### [Problem statement]
Repeat, word for word, the passage of the piece on giving up TV that opens with the words containing "As an unexpected" and closes with "real-life cheat code.".

*** Supplied text ***

Oh hello there, friend. Photo by Thibault Penin on Unsplash.

When coronavirus shut everything down, my partner Liz and I suddenly found ourselves with lots of extra time at home every evening. Gone were our commutes, social commitments, and dinners on the town.

All too happy to fill those new blank spaces in our calendars, Netflix, Amazon Prime Video, and Apple TV slid out of the shadows and presented their endless menus of enticing offerings to us every night.

The Marvelous Mrs. Maisel, Drive to Survive, The Morning Show. Gripping human stories brought to life with Swiss-watch production values. We quickly became hooked to an array of new shows.

This new habit of watching an hour or two of TV most nights snuck up silently and settled in with us, becoming an invisible fixture in our daily lives.

“Let’s not watch any TV for a month.”

Then, one afternoon in late April, Liz suggested that we not watch any movies or TV in the month of May. I immediately recognized that we had indeed spent a lot of time on the couch in recent weeks, and eagerly agreed to No-TV May.

The weeks that followed were an explosion of creativity from our naturally active minds, which were no longer pacified every evening into stillness by TV.

A few days into the month of May, I created a new YouTube channel focusing on personal growth for high school students (my company’s area of expertise), and started recording multiple videos per week. Liz massively accelerated progress on her own YouTube channel, and painted prolifically. I learned to cook and began writing personal development articles for a broader audience, two new activities decisively out of character for someone who gave up on cooking in college and hadn’t written anything but emails for years.

Life became more colorful as we embraced the daily opportunity to create rather than consume.

A woman painting a picture
Photo by Bruce Mars on Unsplash.

As an unexpected bonus, my work became less stressful. With the evenings no longer bound by the default habit of watching TV, I knew that I could always wrap up any lingering work after dinner if needed. That extra time each evening felt like a real-life cheat code.

With remarkable swiftness, a new norm had swept in and pushed out the old.

Overnight, nearly ten percent of my waking life had gone from consuming to creating. Suddenly aware of the sheer amount of time I had previously wasted every day, I felt a new sense of dynamism and urgency to do more with my life.

The adjustment was not flawless, however.

*** End of Supplied text ***
*** Data listing ***

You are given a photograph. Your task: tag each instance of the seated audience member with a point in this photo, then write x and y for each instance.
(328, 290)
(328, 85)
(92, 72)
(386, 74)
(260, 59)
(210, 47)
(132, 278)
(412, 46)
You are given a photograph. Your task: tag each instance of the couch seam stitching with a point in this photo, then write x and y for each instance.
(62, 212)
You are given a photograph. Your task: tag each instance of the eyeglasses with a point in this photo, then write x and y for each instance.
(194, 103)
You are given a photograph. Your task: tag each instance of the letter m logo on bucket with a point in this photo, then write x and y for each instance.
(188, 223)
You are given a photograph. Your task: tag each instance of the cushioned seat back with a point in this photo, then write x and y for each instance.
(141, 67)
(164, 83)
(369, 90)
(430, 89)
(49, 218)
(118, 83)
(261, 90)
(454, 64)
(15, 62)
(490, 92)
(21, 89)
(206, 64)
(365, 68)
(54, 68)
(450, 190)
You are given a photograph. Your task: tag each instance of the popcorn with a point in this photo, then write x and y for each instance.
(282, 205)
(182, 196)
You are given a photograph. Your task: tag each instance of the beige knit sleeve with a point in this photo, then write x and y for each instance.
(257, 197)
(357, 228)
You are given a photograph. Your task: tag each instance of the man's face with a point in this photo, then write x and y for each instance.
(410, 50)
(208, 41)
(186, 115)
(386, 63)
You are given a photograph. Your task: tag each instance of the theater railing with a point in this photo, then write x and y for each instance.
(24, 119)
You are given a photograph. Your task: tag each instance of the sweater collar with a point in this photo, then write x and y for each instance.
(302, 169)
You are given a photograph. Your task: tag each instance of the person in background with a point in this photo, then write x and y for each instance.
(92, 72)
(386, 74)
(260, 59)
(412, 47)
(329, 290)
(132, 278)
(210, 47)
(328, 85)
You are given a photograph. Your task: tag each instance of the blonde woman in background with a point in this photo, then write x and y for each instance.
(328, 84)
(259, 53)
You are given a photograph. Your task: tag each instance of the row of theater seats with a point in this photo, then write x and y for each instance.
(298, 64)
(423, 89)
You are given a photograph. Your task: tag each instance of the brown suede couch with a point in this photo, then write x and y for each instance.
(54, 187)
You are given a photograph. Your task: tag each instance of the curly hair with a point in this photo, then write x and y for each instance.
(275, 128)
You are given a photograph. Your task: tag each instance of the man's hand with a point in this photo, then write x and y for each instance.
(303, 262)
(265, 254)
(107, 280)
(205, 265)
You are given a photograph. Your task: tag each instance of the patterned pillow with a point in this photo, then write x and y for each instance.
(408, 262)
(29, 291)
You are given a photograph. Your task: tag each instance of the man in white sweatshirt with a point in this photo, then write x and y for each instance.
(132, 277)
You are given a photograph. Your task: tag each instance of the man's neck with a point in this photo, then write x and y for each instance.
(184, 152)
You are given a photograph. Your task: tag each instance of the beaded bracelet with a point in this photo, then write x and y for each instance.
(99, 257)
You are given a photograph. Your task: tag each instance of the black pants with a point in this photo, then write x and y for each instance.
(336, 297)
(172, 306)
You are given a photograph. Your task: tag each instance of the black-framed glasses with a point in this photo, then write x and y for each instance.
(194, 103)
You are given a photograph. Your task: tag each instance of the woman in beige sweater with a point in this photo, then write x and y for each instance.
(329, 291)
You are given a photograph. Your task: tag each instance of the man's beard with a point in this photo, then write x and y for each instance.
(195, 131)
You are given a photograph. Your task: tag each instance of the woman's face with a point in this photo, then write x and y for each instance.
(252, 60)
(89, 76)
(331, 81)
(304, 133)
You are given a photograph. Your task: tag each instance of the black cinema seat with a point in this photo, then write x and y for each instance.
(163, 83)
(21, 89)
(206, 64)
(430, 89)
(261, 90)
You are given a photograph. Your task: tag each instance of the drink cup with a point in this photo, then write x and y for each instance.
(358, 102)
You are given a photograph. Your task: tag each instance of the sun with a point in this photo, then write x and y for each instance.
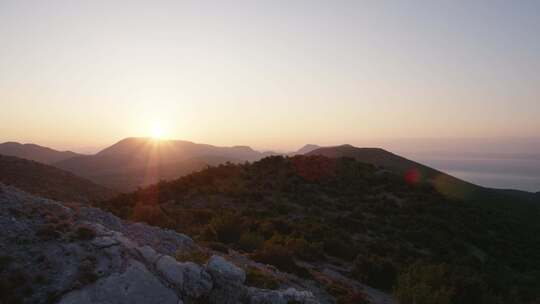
(157, 132)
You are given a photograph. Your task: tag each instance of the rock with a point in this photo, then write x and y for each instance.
(228, 281)
(224, 272)
(148, 253)
(291, 295)
(135, 286)
(188, 278)
(104, 241)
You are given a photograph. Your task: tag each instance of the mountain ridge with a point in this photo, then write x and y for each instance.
(35, 152)
(50, 182)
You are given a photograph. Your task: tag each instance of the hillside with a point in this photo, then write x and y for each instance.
(53, 252)
(49, 182)
(416, 173)
(34, 152)
(346, 224)
(135, 162)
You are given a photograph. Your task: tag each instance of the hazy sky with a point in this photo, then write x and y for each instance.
(271, 74)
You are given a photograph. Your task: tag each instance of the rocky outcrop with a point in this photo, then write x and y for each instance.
(84, 255)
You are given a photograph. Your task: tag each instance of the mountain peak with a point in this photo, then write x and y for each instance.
(307, 148)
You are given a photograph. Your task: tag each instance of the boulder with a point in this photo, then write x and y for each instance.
(188, 278)
(135, 286)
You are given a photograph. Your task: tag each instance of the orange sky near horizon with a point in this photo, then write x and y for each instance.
(273, 75)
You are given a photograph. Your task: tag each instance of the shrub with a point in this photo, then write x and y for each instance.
(305, 250)
(260, 279)
(250, 241)
(276, 255)
(195, 255)
(227, 228)
(376, 271)
(47, 232)
(340, 249)
(424, 285)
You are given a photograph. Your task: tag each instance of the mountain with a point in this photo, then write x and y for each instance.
(54, 252)
(135, 162)
(416, 173)
(49, 182)
(355, 223)
(306, 149)
(34, 152)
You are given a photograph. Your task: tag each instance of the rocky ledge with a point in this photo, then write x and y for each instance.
(56, 253)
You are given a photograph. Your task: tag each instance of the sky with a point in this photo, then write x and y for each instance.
(269, 74)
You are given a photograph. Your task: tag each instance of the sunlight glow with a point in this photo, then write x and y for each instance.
(157, 132)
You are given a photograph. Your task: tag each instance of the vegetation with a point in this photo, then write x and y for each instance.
(319, 210)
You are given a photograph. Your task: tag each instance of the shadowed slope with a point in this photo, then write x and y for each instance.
(49, 182)
(34, 152)
(135, 162)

*** End of Data listing ***

### [Task output]
As an unexpected bonus, my work became less stressful. With the evenings no longer bound by the default habit of watching TV, I knew that I could always wrap up any lingering work after dinner if needed. That extra time each evening felt like a real-life cheat code.